**AVAILABLE DATA**:
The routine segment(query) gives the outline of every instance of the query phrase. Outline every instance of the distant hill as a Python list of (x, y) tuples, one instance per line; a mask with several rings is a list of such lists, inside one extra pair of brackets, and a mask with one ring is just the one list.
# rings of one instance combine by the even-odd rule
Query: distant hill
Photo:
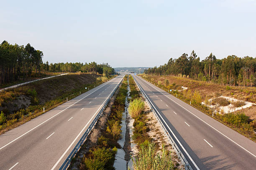
[(147, 69), (149, 68), (148, 67), (124, 67), (124, 68), (114, 68), (115, 70), (117, 72), (134, 72), (135, 73), (138, 74), (140, 73), (140, 70), (139, 68), (141, 68), (141, 73), (144, 72), (144, 69)]

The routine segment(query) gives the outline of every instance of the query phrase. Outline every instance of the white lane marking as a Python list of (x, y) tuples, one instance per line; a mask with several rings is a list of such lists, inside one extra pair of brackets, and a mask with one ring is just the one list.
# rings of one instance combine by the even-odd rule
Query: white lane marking
[(189, 126), (189, 126), (189, 125), (188, 124), (187, 122), (185, 122), (185, 123), (186, 123), (187, 124), (187, 125)]
[(54, 134), (54, 133), (55, 133), (55, 132), (54, 132), (53, 133), (52, 133), (51, 134), (51, 135), (50, 135), (50, 136), (48, 136), (48, 137), (47, 137), (47, 138), (46, 138), (46, 139), (48, 139), (49, 138), (50, 138), (50, 137), (51, 137), (51, 136), (52, 135), (53, 135), (53, 134)]
[(205, 139), (204, 139), (204, 140), (205, 140), (205, 142), (206, 142), (206, 143), (208, 143), (208, 145), (210, 145), (211, 147), (212, 147), (212, 148), (213, 148), (213, 147), (212, 146), (212, 145), (211, 145), (211, 144), (210, 144), (210, 143), (209, 143), (209, 142), (207, 142), (207, 141), (206, 141), (206, 140), (205, 140)]
[(14, 168), (14, 167), (15, 167), (15, 166), (17, 165), (18, 164), (18, 163), (19, 163), (19, 162), (17, 162), (17, 163), (15, 163), (15, 165), (14, 165), (13, 166), (12, 166), (12, 167), (11, 167), (10, 168), (10, 169), (9, 169), (8, 170), (11, 170), (12, 169), (13, 169), (13, 168)]
[(102, 85), (101, 87), (100, 87), (100, 88), (98, 88), (97, 90), (95, 90), (95, 91), (94, 91), (93, 92), (92, 92), (91, 93), (90, 93), (90, 94), (89, 94), (89, 95), (87, 95), (86, 96), (84, 97), (83, 98), (82, 98), (82, 99), (80, 99), (79, 100), (77, 101), (77, 102), (75, 102), (73, 104), (72, 104), (72, 105), (70, 105), (66, 109), (61, 111), (60, 112), (58, 112), (58, 113), (57, 113), (56, 114), (52, 116), (52, 117), (51, 117), (51, 118), (49, 118), (48, 119), (47, 119), (46, 120), (45, 120), (43, 122), (41, 122), (41, 123), (40, 123), (40, 124), (39, 124), (37, 126), (36, 126), (34, 128), (33, 128), (31, 129), (30, 130), (28, 130), (28, 132), (26, 132), (26, 133), (24, 133), (23, 135), (21, 135), (20, 136), (19, 136), (17, 138), (16, 138), (14, 139), (13, 140), (12, 140), (11, 141), (10, 141), (10, 142), (9, 142), (9, 143), (7, 143), (6, 145), (5, 145), (4, 146), (2, 147), (1, 148), (0, 148), (0, 150), (1, 150), (3, 148), (5, 148), (5, 147), (6, 147), (6, 146), (8, 145), (10, 145), (10, 144), (12, 143), (12, 142), (14, 142), (16, 140), (17, 140), (17, 139), (19, 139), (20, 138), (21, 138), (22, 137), (23, 137), (23, 136), (24, 136), (24, 135), (26, 135), (27, 133), (29, 133), (29, 132), (31, 132), (32, 130), (33, 130), (34, 129), (36, 129), (36, 128), (38, 127), (38, 126), (42, 125), (42, 124), (43, 124), (44, 123), (45, 123), (47, 121), (51, 119), (52, 118), (54, 118), (54, 117), (56, 116), (57, 115), (59, 115), (59, 114), (60, 114), (60, 113), (61, 113), (61, 112), (62, 112), (63, 111), (66, 110), (67, 109), (68, 109), (70, 107), (71, 107), (71, 106), (72, 106), (72, 105), (74, 105), (75, 104), (77, 103), (77, 102), (79, 102), (80, 101), (84, 99), (84, 98), (86, 98), (87, 96), (88, 96), (88, 95), (90, 95), (91, 94), (96, 92), (97, 90), (98, 90), (100, 89), (100, 88), (105, 86), (106, 85), (107, 85), (109, 83), (109, 82), (108, 82), (107, 83), (104, 85)]
[[(144, 81), (145, 81), (146, 80), (144, 80), (143, 79), (143, 80)], [(158, 90), (159, 92), (161, 92), (161, 93), (162, 93), (162, 94), (163, 94), (165, 96), (166, 96), (167, 98), (169, 98), (170, 100), (172, 100), (173, 102), (174, 102), (175, 103), (176, 103), (178, 105), (179, 105), (180, 107), (181, 107), (182, 108), (184, 108), (184, 109), (185, 109), (188, 112), (189, 112), (189, 113), (191, 113), (192, 115), (194, 115), (195, 117), (197, 118), (198, 119), (199, 119), (199, 120), (201, 120), (202, 122), (203, 122), (205, 123), (206, 125), (208, 125), (208, 126), (209, 126), (210, 127), (212, 128), (212, 129), (214, 129), (215, 130), (216, 130), (216, 131), (217, 131), (219, 133), (220, 133), (220, 134), (221, 134), (221, 135), (222, 135), (223, 136), (225, 136), (225, 138), (226, 138), (227, 139), (229, 139), (229, 140), (230, 140), (230, 141), (231, 141), (231, 142), (232, 142), (233, 143), (235, 143), (235, 144), (236, 144), (236, 145), (237, 145), (239, 147), (240, 147), (242, 149), (243, 149), (243, 150), (245, 150), (247, 152), (248, 152), (248, 153), (249, 153), (249, 154), (250, 154), (251, 155), (253, 155), (253, 156), (254, 156), (254, 157), (256, 158), (256, 155), (253, 155), (253, 153), (251, 153), (251, 152), (250, 152), (249, 151), (248, 151), (248, 150), (247, 150), (247, 149), (246, 149), (246, 148), (243, 148), (243, 147), (242, 147), (242, 146), (241, 146), (241, 145), (240, 145), (239, 144), (238, 144), (238, 143), (237, 143), (237, 142), (235, 142), (234, 140), (232, 140), (232, 139), (231, 139), (230, 138), (228, 138), (228, 136), (226, 136), (225, 135), (223, 134), (223, 133), (222, 133), (221, 132), (220, 132), (220, 131), (219, 131), (217, 129), (216, 129), (215, 128), (213, 127), (213, 126), (212, 126), (212, 125), (210, 125), (210, 124), (209, 124), (208, 123), (206, 122), (204, 120), (203, 120), (201, 118), (199, 118), (199, 117), (198, 117), (196, 115), (195, 115), (195, 114), (194, 114), (194, 113), (193, 113), (192, 112), (190, 112), (190, 111), (188, 110), (187, 110), (187, 109), (186, 109), (185, 108), (184, 108), (183, 106), (182, 106), (181, 105), (180, 105), (177, 102), (175, 102), (175, 101), (174, 101), (171, 98), (169, 98), (169, 97), (168, 97), (167, 96), (166, 96), (166, 95), (165, 95), (162, 92), (160, 92), (160, 91), (159, 91), (158, 90), (156, 89), (156, 88), (154, 88), (153, 86), (151, 86), (151, 85), (150, 85), (150, 84), (148, 84), (148, 85), (150, 85), (151, 86), (152, 88), (154, 88), (156, 90)]]
[[(136, 82), (136, 83), (137, 84), (137, 85), (139, 87), (139, 88), (140, 88), (141, 90), (142, 90), (143, 92), (144, 93), (146, 94), (146, 93), (145, 92), (144, 92), (144, 91), (142, 90), (142, 88), (141, 88), (141, 86), (140, 85), (138, 85), (138, 84), (137, 82), (137, 80), (135, 81), (135, 82)], [(158, 114), (161, 117), (161, 118), (162, 119), (162, 120), (163, 120), (163, 121), (164, 121), (164, 122), (165, 124), (165, 125), (166, 125), (166, 126), (167, 127), (167, 128), (168, 128), (168, 129), (169, 129), (169, 130), (170, 130), (170, 131), (172, 133), (172, 135), (173, 135), (173, 136), (174, 137), (174, 138), (175, 138), (175, 139), (177, 140), (177, 141), (179, 143), (179, 145), (180, 145), (181, 147), (182, 148), (183, 150), (184, 151), (184, 152), (185, 152), (185, 153), (186, 153), (186, 154), (187, 154), (187, 156), (189, 157), (189, 158), (191, 160), (191, 162), (192, 162), (192, 163), (193, 163), (193, 164), (194, 164), (194, 165), (195, 166), (195, 167), (196, 168), (197, 168), (197, 170), (200, 170), (200, 169), (199, 169), (199, 168), (198, 168), (198, 167), (197, 166), (197, 164), (195, 163), (195, 161), (194, 161), (194, 160), (193, 160), (193, 159), (192, 159), (192, 158), (191, 158), (191, 157), (190, 156), (190, 155), (189, 155), (188, 154), (188, 153), (187, 152), (187, 150), (186, 150), (185, 149), (185, 148), (184, 148), (184, 147), (183, 147), (183, 146), (181, 144), (181, 143), (180, 142), (179, 142), (179, 139), (178, 139), (178, 138), (177, 138), (177, 137), (176, 137), (176, 136), (174, 134), (174, 133), (173, 132), (172, 132), (172, 130), (171, 129), (171, 128), (170, 128), (170, 127), (169, 127), (169, 126), (168, 126), (168, 125), (167, 125), (167, 124), (166, 123), (166, 122), (165, 122), (165, 121), (164, 120), (163, 118), (163, 117), (162, 117), (162, 116), (161, 115), (160, 115), (160, 113), (158, 111), (158, 110), (156, 110), (156, 107), (155, 107), (155, 106), (153, 104), (153, 103), (152, 103), (152, 102), (151, 102), (151, 101), (150, 101), (150, 100), (149, 100), (149, 99), (148, 98), (148, 97), (147, 97), (147, 96), (146, 96), (146, 97), (147, 98), (148, 98), (148, 101), (149, 101), (149, 102), (150, 102), (150, 103), (151, 103), (151, 104), (153, 106), (153, 107), (154, 107), (154, 108), (155, 108), (155, 110), (156, 110), (156, 112), (157, 112), (158, 113)]]
[[(120, 82), (121, 82), (121, 81), (122, 81), (122, 80), (123, 80), (123, 78), (121, 79), (121, 80), (120, 80), (120, 81), (119, 82), (119, 83)], [(115, 86), (115, 87), (117, 87), (117, 85), (118, 85), (118, 84), (119, 84), (118, 83), (118, 84)], [(52, 168), (51, 169), (51, 170), (53, 170), (54, 169), (54, 168), (56, 167), (56, 166), (58, 165), (58, 164), (59, 164), (59, 162), (60, 162), (60, 161), (61, 160), (61, 159), (62, 159), (62, 158), (64, 157), (64, 156), (65, 155), (66, 155), (66, 154), (67, 153), (67, 151), (69, 150), (70, 148), (71, 148), (71, 146), (72, 146), (72, 145), (74, 144), (74, 142), (75, 142), (75, 141), (77, 140), (77, 138), (78, 138), (78, 137), (79, 137), (79, 136), (80, 136), (80, 135), (81, 135), (81, 134), (82, 133), (82, 132), (84, 131), (84, 129), (85, 129), (85, 128), (86, 128), (86, 127), (87, 126), (87, 125), (88, 125), (88, 124), (89, 124), (89, 123), (91, 122), (91, 121), (92, 120), (92, 119), (93, 118), (94, 118), (94, 117), (95, 116), (95, 115), (97, 113), (98, 111), (99, 111), (99, 110), (100, 110), (100, 109), (102, 107), (102, 106), (103, 105), (103, 104), (105, 103), (105, 102), (106, 102), (106, 101), (107, 100), (108, 98), (109, 97), (109, 96), (110, 96), (110, 95), (111, 94), (111, 93), (112, 93), (112, 92), (113, 92), (113, 91), (114, 91), (114, 90), (115, 90), (115, 88), (114, 88), (114, 89), (113, 89), (113, 90), (112, 90), (112, 91), (110, 93), (110, 94), (109, 94), (109, 95), (108, 95), (108, 98), (107, 98), (106, 99), (106, 100), (105, 100), (105, 101), (104, 101), (104, 102), (102, 103), (102, 104), (100, 106), (100, 108), (99, 108), (98, 109), (98, 110), (97, 110), (97, 111), (96, 111), (96, 112), (95, 112), (95, 113), (94, 113), (94, 115), (93, 115), (92, 117), (92, 118), (91, 118), (91, 119), (90, 119), (90, 120), (86, 124), (86, 125), (85, 125), (85, 126), (84, 126), (84, 128), (83, 128), (83, 129), (79, 133), (79, 134), (77, 135), (77, 137), (76, 137), (76, 138), (75, 138), (75, 139), (73, 141), (73, 142), (72, 142), (71, 143), (71, 144), (70, 144), (70, 145), (69, 145), (69, 147), (67, 148), (67, 149), (65, 151), (65, 152), (64, 152), (64, 153), (63, 153), (63, 154), (62, 154), (62, 155), (61, 155), (61, 157), (59, 158), (59, 160), (58, 160), (58, 161), (57, 161), (57, 162), (56, 162), (56, 163), (55, 163), (55, 165), (54, 165), (53, 166), (53, 167), (52, 167)]]

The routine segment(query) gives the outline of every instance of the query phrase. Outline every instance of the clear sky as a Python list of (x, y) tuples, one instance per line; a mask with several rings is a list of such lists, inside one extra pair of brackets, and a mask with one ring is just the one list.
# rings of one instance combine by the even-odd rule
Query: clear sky
[(193, 50), (201, 60), (256, 57), (255, 0), (1, 1), (0, 41), (29, 42), (44, 62), (154, 67)]

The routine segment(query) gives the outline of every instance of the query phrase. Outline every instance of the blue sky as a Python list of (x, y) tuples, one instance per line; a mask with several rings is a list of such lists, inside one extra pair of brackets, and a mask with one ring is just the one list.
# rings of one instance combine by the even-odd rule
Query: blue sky
[(3, 1), (0, 41), (43, 61), (154, 67), (194, 50), (204, 59), (256, 57), (256, 1)]

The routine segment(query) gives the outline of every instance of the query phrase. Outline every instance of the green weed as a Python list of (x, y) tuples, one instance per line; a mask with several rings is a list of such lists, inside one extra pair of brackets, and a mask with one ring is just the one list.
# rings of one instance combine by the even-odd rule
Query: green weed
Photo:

**SHORT EXERCISE**: Retype the listing above word for word, starting with the line that contains "of the green" and going on through the last line of the listing.

**EXERCISE RESULT**:
The routine segment(query) gives the outline of every instance of the query phrase. Outline every instance of the green weed as a Python list of (x, y) tuples, one instance per line; a mask with several rings is a list of such lists, inside one extra pair of brackets, and a mask with one ring is just the one list.
# rings of one instance combine by the even-odd rule
Query: green weed
Photo:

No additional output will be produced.